# Curious discovery



## Surfer Joe (May 23, 2015)

When I check the trichs on my plants, I tend to pick some of the parts on the upper colas that are getting the most light thinking that the trichs will be most developed there and tell me how far along the plant is.
The problem is that the trichs on those parts are often clear and also slightly damaged, maybe from the light or from the fans.
So I kept thinking that the plants were still undeveloped, but the pistils were shrivelling and darkening and the calyxes were swelling up, so it was confusing.
I checked a mid branch where the light is weaker and there I found that all of the trichs were cloudy. This was very surprising. Apparently, trichs turn cloudy by the maturity of the plant rather than the intensity of the light.


----------



## Hackerman (May 23, 2015)

Some plants mature from the bottom up and some from the top down. Some just scatter and dance. LOL

But, yes, it's the maturity of the plant, not the amount of light.


----------



## Rosebud (May 23, 2015)

I have amber and clear...no cloudy. How does that even happen?


----------



## sopappy (May 23, 2015)

Rosebud said:


> I have amber and clear...no cloudy. How does that even happen?



Fascinating.... they go from clear right to amber? like a light switch, on / off?
wow, you have the first digital marijuana plant, I knew this was coming.
Sorry Rose, kidding again but really, no in between at all? 
That's amazing. Can you get some pictures that close-up? (I can't)


----------



## Surfer Joe (May 23, 2015)

I also had some that looked just clear and with some amber on a leaf near the top but then I checked the underside of the leaf and it was all covered with milky trichs.
It seems confusing.

- [Problems and tasks]
**1)** Reproduce the trichome thread word for word, everything from "The problem is" down to "it was confusing.".
**2)** Carry the trichome thread forward, beginning right after its last post.
The items have no connection to the trichome thread.

[Labeled area outline items]
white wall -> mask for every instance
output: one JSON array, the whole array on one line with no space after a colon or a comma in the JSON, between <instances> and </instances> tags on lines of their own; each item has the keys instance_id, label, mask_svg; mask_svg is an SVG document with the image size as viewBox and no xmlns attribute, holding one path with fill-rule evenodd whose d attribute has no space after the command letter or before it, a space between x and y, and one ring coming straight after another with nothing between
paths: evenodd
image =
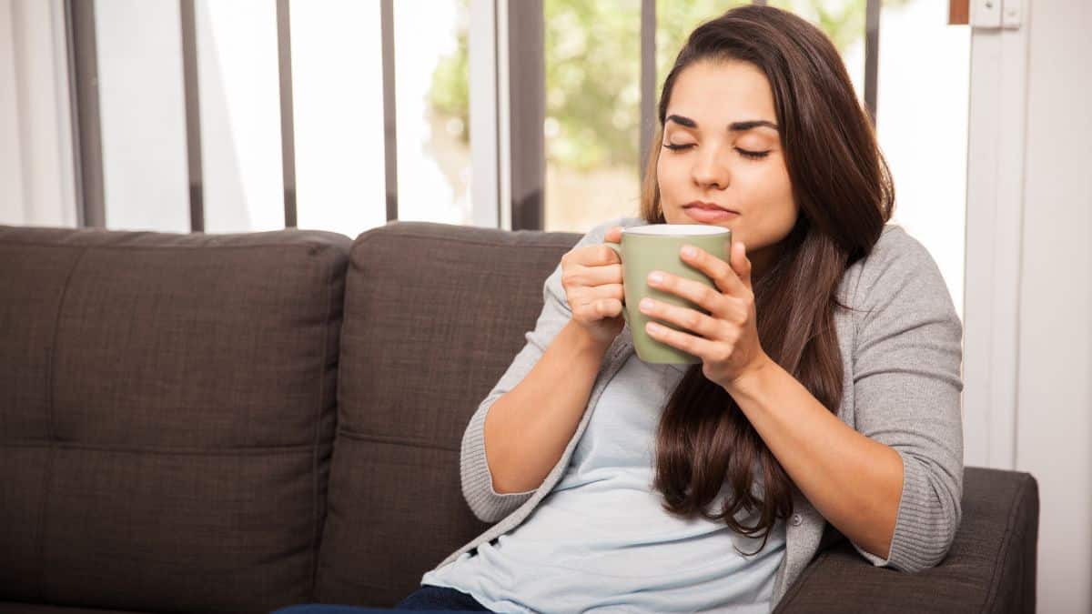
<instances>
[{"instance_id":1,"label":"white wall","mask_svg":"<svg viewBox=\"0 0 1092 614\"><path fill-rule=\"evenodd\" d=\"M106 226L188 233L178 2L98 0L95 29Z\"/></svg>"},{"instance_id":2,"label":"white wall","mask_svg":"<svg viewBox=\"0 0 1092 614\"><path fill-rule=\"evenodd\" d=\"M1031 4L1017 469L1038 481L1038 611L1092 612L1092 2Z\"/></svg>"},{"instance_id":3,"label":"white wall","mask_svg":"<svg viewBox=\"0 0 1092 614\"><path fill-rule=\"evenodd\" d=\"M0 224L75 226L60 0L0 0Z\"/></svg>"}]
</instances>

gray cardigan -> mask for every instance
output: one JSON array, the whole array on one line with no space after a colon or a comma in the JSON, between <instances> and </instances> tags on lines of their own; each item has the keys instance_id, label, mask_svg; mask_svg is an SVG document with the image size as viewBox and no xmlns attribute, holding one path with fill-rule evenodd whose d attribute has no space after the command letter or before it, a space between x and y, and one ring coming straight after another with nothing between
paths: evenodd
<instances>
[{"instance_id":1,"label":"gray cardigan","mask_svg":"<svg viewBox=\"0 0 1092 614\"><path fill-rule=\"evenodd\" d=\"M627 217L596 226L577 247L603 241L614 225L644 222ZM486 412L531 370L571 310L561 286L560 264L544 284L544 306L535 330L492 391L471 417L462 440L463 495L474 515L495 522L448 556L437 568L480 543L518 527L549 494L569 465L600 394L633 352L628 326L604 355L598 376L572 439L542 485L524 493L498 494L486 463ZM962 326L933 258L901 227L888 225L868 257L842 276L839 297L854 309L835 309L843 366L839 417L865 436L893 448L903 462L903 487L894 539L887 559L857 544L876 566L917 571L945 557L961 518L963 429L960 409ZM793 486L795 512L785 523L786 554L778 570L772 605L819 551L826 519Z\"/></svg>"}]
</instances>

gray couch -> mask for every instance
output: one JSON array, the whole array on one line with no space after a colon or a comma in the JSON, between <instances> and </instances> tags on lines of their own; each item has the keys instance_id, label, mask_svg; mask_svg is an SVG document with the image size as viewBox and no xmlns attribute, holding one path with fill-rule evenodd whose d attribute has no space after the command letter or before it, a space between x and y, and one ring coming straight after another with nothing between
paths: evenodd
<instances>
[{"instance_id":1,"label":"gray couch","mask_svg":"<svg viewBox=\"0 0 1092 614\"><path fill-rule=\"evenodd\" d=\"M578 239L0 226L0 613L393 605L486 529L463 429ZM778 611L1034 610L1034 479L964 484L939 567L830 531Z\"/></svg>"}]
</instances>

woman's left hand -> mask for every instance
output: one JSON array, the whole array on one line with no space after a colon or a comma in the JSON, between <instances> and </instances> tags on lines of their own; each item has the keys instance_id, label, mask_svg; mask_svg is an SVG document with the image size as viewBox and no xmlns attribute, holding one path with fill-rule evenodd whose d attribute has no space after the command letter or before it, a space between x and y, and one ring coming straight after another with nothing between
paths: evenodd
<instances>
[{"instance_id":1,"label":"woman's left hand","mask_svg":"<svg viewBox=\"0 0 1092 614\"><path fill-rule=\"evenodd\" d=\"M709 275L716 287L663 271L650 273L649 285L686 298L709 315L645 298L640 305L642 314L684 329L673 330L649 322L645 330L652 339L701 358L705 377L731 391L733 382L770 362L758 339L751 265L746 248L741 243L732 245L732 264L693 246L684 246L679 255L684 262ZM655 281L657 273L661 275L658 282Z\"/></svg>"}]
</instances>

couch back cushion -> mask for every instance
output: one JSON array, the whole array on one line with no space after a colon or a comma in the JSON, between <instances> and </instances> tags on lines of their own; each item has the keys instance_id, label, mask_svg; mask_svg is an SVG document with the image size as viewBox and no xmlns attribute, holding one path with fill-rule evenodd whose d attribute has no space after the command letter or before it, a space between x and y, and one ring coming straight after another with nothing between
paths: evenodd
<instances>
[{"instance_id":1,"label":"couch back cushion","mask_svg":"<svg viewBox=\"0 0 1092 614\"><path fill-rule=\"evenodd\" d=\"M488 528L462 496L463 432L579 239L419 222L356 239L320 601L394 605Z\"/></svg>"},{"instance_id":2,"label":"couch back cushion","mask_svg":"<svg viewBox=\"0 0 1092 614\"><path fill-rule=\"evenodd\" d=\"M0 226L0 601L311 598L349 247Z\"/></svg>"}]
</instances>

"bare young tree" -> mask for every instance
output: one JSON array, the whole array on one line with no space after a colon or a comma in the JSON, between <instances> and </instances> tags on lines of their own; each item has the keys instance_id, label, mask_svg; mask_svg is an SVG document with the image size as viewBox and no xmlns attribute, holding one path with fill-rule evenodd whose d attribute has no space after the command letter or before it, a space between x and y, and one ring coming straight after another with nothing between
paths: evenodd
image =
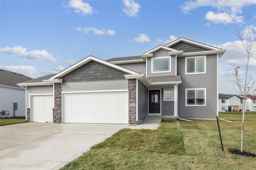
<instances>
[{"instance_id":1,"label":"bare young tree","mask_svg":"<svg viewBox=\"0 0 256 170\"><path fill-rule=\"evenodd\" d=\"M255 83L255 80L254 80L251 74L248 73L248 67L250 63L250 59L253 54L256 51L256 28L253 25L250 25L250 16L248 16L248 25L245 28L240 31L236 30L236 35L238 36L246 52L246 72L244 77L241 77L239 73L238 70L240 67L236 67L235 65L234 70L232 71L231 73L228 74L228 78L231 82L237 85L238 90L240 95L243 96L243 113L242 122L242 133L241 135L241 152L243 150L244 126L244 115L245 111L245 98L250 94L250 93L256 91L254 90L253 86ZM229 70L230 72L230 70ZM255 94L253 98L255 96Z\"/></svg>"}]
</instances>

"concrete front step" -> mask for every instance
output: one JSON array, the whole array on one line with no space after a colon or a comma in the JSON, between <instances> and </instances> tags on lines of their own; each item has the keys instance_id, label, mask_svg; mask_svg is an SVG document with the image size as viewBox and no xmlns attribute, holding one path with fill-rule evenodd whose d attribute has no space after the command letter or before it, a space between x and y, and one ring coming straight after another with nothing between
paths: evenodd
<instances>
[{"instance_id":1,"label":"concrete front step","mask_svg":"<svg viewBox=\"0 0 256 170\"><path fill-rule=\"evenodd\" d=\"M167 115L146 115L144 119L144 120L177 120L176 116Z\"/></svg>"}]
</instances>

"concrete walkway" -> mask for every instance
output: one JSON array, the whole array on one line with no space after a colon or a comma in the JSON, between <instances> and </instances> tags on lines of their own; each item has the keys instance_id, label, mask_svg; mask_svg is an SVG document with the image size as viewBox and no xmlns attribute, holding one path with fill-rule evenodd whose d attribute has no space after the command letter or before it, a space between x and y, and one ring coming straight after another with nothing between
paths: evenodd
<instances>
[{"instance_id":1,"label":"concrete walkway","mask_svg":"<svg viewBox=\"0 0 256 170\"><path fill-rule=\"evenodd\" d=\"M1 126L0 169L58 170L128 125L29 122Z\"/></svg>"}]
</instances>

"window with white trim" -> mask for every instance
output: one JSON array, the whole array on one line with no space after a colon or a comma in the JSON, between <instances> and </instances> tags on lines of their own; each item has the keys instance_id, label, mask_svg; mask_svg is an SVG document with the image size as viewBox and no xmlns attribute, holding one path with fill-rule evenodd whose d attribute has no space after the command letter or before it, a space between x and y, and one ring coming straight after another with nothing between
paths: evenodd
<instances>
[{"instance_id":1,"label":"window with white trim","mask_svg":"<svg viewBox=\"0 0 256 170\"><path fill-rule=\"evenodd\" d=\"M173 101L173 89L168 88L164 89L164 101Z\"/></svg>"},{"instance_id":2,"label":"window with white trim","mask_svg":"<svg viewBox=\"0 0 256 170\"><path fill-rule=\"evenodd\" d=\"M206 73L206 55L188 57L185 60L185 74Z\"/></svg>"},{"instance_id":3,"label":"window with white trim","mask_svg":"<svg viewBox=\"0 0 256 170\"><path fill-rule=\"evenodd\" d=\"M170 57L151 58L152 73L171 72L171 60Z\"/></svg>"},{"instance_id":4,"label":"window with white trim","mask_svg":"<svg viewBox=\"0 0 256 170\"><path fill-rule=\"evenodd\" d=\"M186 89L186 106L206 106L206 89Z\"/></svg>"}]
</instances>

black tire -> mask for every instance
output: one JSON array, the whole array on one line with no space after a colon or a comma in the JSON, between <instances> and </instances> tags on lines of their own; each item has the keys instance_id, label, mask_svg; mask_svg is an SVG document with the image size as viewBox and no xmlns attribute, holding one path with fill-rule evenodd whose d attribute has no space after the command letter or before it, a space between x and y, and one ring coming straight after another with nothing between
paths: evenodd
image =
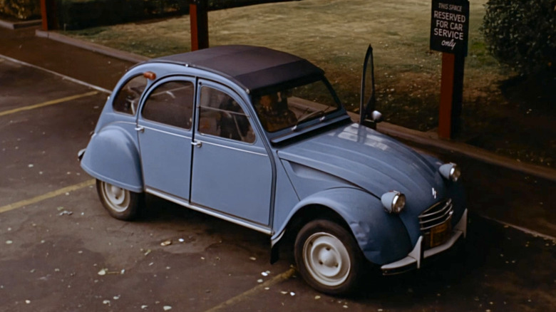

- [Final answers]
**1)**
The problem is that the trichs on those parts are often clear and also slightly damaged, maybe from the light or from the fans.
So I kept thinking that the plants were still undeveloped, but the pistils were shrivelling and darkening and the calyxes were swelling up, so it was confusing.

**2)**
If you look at the plants each day, you can see the pistils darkening and shrivelling and the calyxes swelling, so I have been paying more attention to that and not just focusing on the trichs.


----------



## Hushpuppy (May 26, 2015)

Judging ripeness of a plant for harvest can be a bit tricky unless you have grown that particular plant pheno several times. I have had the same issue on different ones. I have a pair of autos right now that I have been watching and found that I couldn't see amber trichs with my 30x loupe but my wife's new camera picked them up beautifully. The bad thing is that the buds haven't bulked up nearly as much as I want. However, I haven't grown this phenol before so I don't know where the peak is for harvest. 

View attachment SBR2.jpg


----------



## Rosebud (May 27, 2015)

sopappy said:


> Fascinating.... they go from clear right to amber? like a light switch, on / off?
> wow, you have the first digital marijuana plant, I knew this was coming.
> Sorry Rose, kidding again but really, no in between at all?
> That's amazing. Can you get some pictures that close-up? (I can't)




Sopappy, i can't get a close up cause i am smoking it. I have never seen that happen before, but it is great smoke.. so I am good..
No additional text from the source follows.